▶ Exercise passage:
George R. Brown and Kenneth T. Jones
Breast Cancer Res Treat DOI 10.1007/s10549-014-3213-2
Most breast cancers are hormone driven, at least at first, and hormone therapy is one of the key treatments that can be used effectively against this group of cancers. In brief, the hormones estrogen and progesterone drive ER+/PR+ breast cancers to grow, and therapy interrupts this stimulus, slowing the cancer cells, perhaps killing them by starving them or at least putting them in a dormant state. The question arises, then, whether high levels of estrogen are causally involved in triggering these ER+/PR+ breast cancers. In women evidence related to variation in breast cancer risk with reproductive history etc suggests that there might be a connection. What about in men?
First, male breast cancer is also most commonly ER+/PR+, and men do have estrogen, just as women have testosterone albeit with different balances and levels (see picture and Wikipedia Estrogen entry for the interrelationship between androgens including testosterone and estrogens). We have no information about whether hormone levels in men alter breast cancer risk. There are no births that can change things and provide a natural experiment with which this question could be answered. Brown and Jones have found a different, natural experiment in which to explore this issue: the hormone therapy often given to transgender people.

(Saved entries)

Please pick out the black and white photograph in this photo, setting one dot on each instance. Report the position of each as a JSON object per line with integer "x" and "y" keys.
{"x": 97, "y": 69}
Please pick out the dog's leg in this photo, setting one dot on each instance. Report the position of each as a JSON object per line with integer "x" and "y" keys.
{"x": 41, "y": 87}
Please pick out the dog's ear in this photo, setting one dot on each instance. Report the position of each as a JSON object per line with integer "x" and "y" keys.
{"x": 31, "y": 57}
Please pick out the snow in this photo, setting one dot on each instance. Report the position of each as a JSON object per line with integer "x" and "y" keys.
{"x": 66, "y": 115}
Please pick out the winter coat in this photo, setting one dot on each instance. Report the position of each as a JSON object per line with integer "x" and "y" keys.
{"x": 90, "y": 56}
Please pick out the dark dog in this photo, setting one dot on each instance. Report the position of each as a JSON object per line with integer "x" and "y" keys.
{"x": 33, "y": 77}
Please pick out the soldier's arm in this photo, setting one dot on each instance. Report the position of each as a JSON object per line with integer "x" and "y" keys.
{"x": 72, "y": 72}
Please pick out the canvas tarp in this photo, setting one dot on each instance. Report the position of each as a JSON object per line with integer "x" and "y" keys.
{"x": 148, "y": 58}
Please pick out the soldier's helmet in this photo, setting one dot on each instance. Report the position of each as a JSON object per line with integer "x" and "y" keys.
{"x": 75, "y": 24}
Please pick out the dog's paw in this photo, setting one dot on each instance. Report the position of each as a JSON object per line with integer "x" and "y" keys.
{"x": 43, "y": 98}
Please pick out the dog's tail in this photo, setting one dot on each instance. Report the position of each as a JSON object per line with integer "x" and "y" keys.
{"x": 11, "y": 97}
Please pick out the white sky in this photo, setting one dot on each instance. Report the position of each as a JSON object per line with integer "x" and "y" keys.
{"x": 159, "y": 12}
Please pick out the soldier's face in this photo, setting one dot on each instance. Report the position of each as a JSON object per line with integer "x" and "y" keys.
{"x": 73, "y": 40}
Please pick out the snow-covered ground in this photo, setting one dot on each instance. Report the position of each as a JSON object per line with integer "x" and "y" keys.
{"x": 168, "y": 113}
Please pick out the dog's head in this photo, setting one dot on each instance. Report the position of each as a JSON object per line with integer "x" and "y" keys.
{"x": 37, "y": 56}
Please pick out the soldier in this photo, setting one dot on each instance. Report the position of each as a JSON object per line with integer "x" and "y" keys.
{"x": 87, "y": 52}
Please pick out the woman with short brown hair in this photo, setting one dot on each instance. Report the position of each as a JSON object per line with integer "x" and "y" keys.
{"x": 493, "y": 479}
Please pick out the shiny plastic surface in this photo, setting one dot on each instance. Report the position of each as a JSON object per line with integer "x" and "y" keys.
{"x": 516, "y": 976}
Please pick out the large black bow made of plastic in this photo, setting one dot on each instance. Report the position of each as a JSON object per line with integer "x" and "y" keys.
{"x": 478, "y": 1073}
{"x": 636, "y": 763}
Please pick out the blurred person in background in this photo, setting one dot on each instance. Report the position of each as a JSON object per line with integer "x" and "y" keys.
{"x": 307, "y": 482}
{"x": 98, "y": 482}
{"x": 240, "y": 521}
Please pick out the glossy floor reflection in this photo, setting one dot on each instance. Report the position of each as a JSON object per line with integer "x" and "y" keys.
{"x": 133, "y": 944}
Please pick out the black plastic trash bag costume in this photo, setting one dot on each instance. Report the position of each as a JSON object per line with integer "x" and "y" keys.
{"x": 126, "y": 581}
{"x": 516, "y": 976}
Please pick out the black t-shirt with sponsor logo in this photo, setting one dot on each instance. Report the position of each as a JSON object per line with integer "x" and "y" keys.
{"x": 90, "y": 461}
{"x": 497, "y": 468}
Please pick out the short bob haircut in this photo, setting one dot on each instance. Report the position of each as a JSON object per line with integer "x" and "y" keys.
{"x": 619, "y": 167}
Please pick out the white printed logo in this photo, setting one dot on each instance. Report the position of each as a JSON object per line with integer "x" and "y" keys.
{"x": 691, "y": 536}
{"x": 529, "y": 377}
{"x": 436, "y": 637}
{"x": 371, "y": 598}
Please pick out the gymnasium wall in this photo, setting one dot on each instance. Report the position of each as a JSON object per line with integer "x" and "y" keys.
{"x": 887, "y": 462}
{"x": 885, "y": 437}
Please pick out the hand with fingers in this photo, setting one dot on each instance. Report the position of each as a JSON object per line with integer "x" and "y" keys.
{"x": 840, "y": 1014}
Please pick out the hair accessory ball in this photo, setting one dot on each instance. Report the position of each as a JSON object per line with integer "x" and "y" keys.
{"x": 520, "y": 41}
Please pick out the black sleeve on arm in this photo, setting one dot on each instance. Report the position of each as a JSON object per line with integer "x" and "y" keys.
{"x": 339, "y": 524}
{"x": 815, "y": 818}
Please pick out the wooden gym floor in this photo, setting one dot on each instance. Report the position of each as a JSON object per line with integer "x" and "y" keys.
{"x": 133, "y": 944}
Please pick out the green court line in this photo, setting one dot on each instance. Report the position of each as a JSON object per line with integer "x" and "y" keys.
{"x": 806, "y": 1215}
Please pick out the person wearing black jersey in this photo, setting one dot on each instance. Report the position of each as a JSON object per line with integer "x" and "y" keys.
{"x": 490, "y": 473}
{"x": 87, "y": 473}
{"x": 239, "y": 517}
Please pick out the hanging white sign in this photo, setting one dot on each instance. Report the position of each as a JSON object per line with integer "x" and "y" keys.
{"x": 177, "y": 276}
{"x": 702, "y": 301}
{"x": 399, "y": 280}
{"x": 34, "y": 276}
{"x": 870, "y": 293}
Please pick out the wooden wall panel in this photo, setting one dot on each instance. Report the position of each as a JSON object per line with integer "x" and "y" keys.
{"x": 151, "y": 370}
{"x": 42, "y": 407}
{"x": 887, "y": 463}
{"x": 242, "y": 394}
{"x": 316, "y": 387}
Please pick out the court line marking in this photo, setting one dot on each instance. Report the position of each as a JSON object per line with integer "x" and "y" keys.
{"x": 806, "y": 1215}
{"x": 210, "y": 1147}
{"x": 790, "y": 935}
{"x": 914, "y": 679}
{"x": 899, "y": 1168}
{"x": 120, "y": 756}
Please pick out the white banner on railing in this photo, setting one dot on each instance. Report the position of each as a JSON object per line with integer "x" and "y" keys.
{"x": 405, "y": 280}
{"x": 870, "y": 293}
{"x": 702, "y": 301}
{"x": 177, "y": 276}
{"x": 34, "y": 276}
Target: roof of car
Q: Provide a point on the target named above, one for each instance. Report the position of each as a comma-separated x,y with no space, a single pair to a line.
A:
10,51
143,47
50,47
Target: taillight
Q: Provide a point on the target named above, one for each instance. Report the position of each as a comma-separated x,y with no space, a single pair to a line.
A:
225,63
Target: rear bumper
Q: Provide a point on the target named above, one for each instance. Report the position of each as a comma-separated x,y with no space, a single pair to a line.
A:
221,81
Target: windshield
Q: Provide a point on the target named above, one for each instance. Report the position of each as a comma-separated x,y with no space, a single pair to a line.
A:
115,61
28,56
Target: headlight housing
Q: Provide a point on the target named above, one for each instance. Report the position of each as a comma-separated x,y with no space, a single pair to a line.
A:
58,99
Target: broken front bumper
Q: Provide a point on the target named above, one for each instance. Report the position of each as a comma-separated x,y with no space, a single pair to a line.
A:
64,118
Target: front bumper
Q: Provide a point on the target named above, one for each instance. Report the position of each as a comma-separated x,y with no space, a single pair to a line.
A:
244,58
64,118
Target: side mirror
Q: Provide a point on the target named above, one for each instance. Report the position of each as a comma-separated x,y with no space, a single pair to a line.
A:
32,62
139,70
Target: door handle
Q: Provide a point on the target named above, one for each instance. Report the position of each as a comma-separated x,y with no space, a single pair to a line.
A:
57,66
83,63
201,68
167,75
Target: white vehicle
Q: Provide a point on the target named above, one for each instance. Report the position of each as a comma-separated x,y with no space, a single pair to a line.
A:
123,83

▶ Exercise instructions:
a. Restate the passage on male breast cancer from "George R. Brown" to "about in men?", substituting "quiescent" for "dormant".
b. Please list each individual hormone that the passage on male breast cancer mentions by name.
c. Write the next part of the passage on male breast cancer, picking up after its final sentence.

▶ Task-by-task answers:
a.
George R. Brown and Kenneth T. Jones
Breast Cancer Res Treat DOI 10.1007/s10549-014-3213-2
Most breast cancers are hormone driven, at least at first, and hormone therapy is one of the key treatments that can be used effectively against this group of cancers. In brief, the hormones estrogen and progesterone drive ER+/PR+ breast cancers to grow, and therapy interrupts this stimulus, slowing the cancer cells, perhaps killing them by starving them or at least putting them in a quiescent state. The question arises, then, whether high levels of estrogen are causally involved in triggering these ER+/PR+ breast cancers. In women evidence related to variation in breast cancer risk with reproductive history etc suggests that there might be a connection. What about in men?

b. Estrogen, progesterone, testosterone

c.
Using the Veterans Health Administration of the US, which both provides hormone therapy to veterans diagnosed with gender dysphoria and has excellent electronic health records, Brown and Jones studied the question of whether administration of cross-sex hormone (CSH) treatments increased the risk of breast cancer. They found that it did not, consistent with other studies in Europe. As they summarize:
“… it appears that [transgender] veterans do not display an increase in breast cancer incidence.”
For people born as men who transition to the female gender, estrogen is often part of the therapy. Of the three people born as men who had breast cancer in this study, none had received CSH. The natal men who did receive CSH did not show an increased incidence in breast cancer. The same was true for people born as women, who received CSH and became transgender males.
Of note, about half of the transgender veterans received CSH, and the average was 6.5 years. While not as long as the approximately 3 decades of natural estrogen that precede breast cancer in women, this is not insubstantial.
Any study of this nature can be criticized on the basis of not including enough people to achieve statistics significance. However, the study included 2,645 transgender veterans that did receive CSH, 1,386 of whom were men at the time of hormone start. Not a small number in comparison to the data sets typical in the world of male breast cancer 😉
There are clearly significant limitations of this study, particularly regarding duration of hormone therapy, and the numbers of people studied, which are small when you take the low incidence of male breast cancer into account.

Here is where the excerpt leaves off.